• Job
Reproduce all of the rows below verbatim, character for character. Omit the pictures from your copy.

BEGIN

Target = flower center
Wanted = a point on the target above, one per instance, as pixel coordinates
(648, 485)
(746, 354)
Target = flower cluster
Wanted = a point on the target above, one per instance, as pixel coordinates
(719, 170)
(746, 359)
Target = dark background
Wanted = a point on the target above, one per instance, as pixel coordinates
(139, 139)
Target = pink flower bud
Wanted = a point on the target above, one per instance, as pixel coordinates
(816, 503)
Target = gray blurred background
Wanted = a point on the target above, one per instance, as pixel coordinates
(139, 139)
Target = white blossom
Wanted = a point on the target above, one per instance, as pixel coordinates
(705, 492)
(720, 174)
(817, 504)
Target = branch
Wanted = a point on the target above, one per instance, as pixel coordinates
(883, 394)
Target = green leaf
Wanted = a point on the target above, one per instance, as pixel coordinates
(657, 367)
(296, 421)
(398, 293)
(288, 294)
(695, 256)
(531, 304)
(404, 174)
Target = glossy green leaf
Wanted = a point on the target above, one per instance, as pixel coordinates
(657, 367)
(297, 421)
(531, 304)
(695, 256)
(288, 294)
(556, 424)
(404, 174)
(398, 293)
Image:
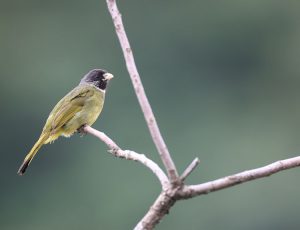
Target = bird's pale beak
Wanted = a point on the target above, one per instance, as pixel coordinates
(108, 76)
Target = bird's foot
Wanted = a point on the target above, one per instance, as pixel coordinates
(81, 131)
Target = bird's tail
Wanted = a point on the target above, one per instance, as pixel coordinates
(32, 153)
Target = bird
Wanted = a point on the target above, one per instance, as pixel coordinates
(80, 107)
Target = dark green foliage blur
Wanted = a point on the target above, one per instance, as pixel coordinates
(223, 78)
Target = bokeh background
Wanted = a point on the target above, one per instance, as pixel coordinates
(223, 78)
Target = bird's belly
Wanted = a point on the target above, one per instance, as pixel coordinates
(86, 116)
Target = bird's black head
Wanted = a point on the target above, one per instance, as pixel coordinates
(97, 77)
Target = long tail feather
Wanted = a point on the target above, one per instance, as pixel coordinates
(32, 153)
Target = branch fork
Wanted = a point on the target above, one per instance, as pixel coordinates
(172, 185)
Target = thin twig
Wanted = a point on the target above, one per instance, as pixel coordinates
(140, 92)
(129, 155)
(168, 197)
(190, 169)
(229, 181)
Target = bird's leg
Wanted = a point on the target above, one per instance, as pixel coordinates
(81, 130)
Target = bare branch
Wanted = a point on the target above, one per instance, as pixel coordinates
(140, 92)
(226, 182)
(190, 169)
(129, 155)
(168, 197)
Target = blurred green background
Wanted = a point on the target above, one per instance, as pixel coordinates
(223, 78)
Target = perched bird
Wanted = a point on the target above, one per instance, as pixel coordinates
(79, 107)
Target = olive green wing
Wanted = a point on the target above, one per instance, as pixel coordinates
(67, 108)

END

• Solution for this task
Target = flower center
Wanted = a point on the target above, one per instance, as pixel coordinates
(648, 485)
(746, 354)
Target = flower cluster
Wanted = a point on the target above, one per instance, as pixel coordinates
(719, 170)
(746, 359)
Target = dark background
Wanted = a point on the target above, one per instance, as pixel coordinates
(139, 139)
Target = pink flower bud
Wanted = a point on the target above, one per instance, as pixel coordinates
(816, 503)
Target = gray blurred background
Wanted = a point on the target above, one per instance, as pixel coordinates
(139, 139)
Target = white blossom
Wanted = a point on the target above, one per instance, as pixel coordinates
(705, 492)
(720, 174)
(817, 504)
Target = branch
Wanted = a point on the target above, one per instance, as pixel coordinates
(883, 394)
Target = green leaf
Wanted = a point on the target above, one per instance, as pixel coordinates
(657, 367)
(296, 421)
(398, 293)
(288, 294)
(695, 256)
(531, 304)
(404, 174)
Target = glossy green leaf
Wanted = a point on the target above, one per instance, as pixel coordinates
(657, 367)
(297, 421)
(531, 304)
(695, 256)
(288, 294)
(556, 424)
(404, 174)
(398, 293)
Image:
Target = bird's pale beak
Wanted = a point on the target above, one per instance, as pixel coordinates
(108, 76)
Target = bird's foot
Wanted = a point on the target above, one per instance, as pixel coordinates
(81, 131)
Target = bird's tail
Wanted = a point on the target above, one per instance, as pixel coordinates
(32, 153)
Target = bird
Wanted = a point on the target above, one per instance, as pixel coordinates
(80, 107)
Target = dark green foliage blur
Wanted = a point on the target above, one per instance, as pixel coordinates
(223, 78)
Target = bokeh background
Wanted = a point on the target above, one per instance, as pixel coordinates
(223, 78)
Target = bird's belly
Wanted = a point on the target above, one per instance, as pixel coordinates
(86, 116)
Target = bird's black head
Wanted = a point on the target above, one per instance, as pixel coordinates
(97, 77)
Target = long tail feather
Wanted = a point on the target above, one per instance, as pixel coordinates
(32, 153)
Target = branch fork
Wanted = a point on the target above, one per instance, as pixel coordinates
(172, 185)
Target = thin twig
Wanted = a point on the target above, one per instance, as pixel coordinates
(140, 92)
(129, 155)
(168, 197)
(190, 169)
(229, 181)
Target = bird's leg
Wanted = a point on the target above, one per instance, as pixel coordinates
(81, 130)
Target = bare branch
Wanted = a point on the target above, one per instance, as pixel coordinates
(140, 92)
(226, 182)
(190, 169)
(129, 155)
(168, 197)
Target = blurred green background
Wanted = a point on the target above, one per instance, as pixel coordinates
(223, 78)
Target = perched bird
Wanted = a point on the target above, one per instance, as pixel coordinates
(79, 107)
Target = olive green wing
Wanted = a point on the target above, one per instance, as pixel coordinates
(67, 108)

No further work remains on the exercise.